(Saved entries)
::::::::

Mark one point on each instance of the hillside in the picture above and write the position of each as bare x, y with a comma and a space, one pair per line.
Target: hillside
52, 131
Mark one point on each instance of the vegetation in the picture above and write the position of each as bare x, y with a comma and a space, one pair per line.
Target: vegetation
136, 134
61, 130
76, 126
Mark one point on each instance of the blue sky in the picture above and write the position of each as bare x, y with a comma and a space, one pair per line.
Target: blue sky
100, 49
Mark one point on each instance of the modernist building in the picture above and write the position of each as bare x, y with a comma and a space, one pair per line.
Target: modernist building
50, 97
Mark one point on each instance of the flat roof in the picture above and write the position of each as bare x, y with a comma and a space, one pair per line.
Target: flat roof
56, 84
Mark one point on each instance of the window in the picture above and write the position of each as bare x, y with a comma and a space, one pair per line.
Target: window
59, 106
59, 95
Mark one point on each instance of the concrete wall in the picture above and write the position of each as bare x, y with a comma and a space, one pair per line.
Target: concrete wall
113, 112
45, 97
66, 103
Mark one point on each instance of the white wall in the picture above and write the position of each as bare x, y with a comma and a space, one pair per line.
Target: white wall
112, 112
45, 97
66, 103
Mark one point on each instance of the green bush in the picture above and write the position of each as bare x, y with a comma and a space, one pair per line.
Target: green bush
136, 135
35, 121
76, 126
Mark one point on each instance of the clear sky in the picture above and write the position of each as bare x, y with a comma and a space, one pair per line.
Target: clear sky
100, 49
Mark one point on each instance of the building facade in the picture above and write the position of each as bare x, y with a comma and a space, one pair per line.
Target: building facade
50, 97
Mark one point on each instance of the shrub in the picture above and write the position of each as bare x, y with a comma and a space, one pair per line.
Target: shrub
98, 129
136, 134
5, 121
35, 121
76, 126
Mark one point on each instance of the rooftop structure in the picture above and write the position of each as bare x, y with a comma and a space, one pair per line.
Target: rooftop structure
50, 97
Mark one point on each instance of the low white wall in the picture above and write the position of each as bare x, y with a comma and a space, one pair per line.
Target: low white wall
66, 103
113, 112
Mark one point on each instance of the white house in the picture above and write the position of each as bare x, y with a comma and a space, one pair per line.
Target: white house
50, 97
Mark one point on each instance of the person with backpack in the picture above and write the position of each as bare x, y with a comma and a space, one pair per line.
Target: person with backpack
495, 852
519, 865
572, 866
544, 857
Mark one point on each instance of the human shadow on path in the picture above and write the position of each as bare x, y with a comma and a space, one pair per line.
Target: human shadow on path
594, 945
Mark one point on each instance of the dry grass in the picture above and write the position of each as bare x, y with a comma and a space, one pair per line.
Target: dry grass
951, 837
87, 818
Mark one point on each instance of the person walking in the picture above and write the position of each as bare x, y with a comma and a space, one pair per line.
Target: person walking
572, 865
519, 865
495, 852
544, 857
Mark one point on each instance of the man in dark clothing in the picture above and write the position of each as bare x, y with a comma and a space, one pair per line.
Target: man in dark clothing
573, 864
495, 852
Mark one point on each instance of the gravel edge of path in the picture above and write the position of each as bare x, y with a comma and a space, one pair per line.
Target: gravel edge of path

::::::::

TASK DESCRIPTION:
Extract each record, keeping it identical to the original.

EXPECTED ANSWER:
Mark one point on each instance of the hillside in the picture above and write the position of each as bare x, y with a comma and a space, one pair per line.
Target: hillside
52, 131
Mark one point on each instance of the vegetation in the picture above and write the position of each as bare x, y with a comma and a space, one pair per line.
Target: vegetation
136, 134
61, 130
76, 126
Mark one point on each instance of the blue sky in the picture above and write the position of each as bare x, y with a comma and a space, one pair per line.
Target: blue sky
100, 49
Mark one point on each instance of the modernist building in the picture above and write the position of each as bare x, y with a comma and a space, one pair per line.
Target: modernist building
50, 97
Mark one point on each instance of the flat roof in the picture above and write the position of each as bare x, y with a comma and a space, one pair per line.
Target: flat roof
56, 84
Mark one point on each instance of the window in the picture above and write the position of each as bare x, y with a comma and a space, one pair per line.
Target: window
59, 106
59, 95
Mark one point on each instance of the concrete wall in the picture above and write the position of each as bare x, y with a comma and a space, one pair per line.
Target: concrete wall
113, 112
45, 97
66, 103
Mark one point on each instance of the white wall in the picture above and write the position of each as bare x, y with a comma and a space, one pair per line.
Target: white wall
112, 112
45, 97
66, 103
Mark one point on each instance of the green bush in the picture above and write the position of each as bare x, y with a comma and a space, one pair per line.
Target: green bush
136, 135
35, 121
76, 126
Mark one point on each instance of the clear sky in the picture above and write the position of each as bare x, y with a comma and a space, one pair per line.
Target: clear sky
100, 49
Mark one point on each instance of the building facade in the picture above and write the position of each as bare x, y with a comma and a space, one pair per line.
Target: building facade
50, 97
Mark one point on each instance of the shrub in the picture above and write the position of each as bare x, y with a comma and a space, one pair per line.
Target: shrub
98, 129
136, 134
5, 121
35, 121
76, 126
Mark one point on each instance of the rooftop structure in the picture above and write the position of each as bare x, y with a comma and a space, one pair per line.
Target: rooftop structure
50, 97
Mark one point on each instance of the low white wall in the picture above and write the position of each as bare x, y with a comma and a space, one pair per line.
Target: low white wall
66, 103
113, 112
Mark one point on each instance of the white house in the picture above and write the position of each as bare x, y with a comma and a space, one pair per line.
Target: white house
50, 97
Mark one point on each instance of the person with backpack in the picture above and write the position of each as bare x, y with a comma and a space, one pair per line.
Target: person with backpack
495, 852
519, 865
572, 866
544, 857
Mark one point on each instance of the human shadow on path in the picture above and write the position of each as bare x, y with a comma and a space, one pair per line.
Target: human shadow on path
594, 945
Mark one point on each instance of the dry grass in the picture above and write the position of each as bare x, y with a comma and a space, one pair per line.
Target: dry grass
951, 837
87, 818
Mark one point on each instance of the person walking in the picture above and write the position of each as bare x, y with a comma and a space, one pair per line.
Target: person walking
572, 865
519, 865
495, 852
544, 857
Mark one point on each instance of the man in dark clothing in the picture above and write the position of each as bare x, y with a comma and a space, one pair per line.
Target: man in dark clothing
573, 864
495, 852
Mark one point on each instance of the gravel edge of path in the picture above and write the position of each as bare x, y with a comma and a space, one pair per line.
Target: gravel edge of path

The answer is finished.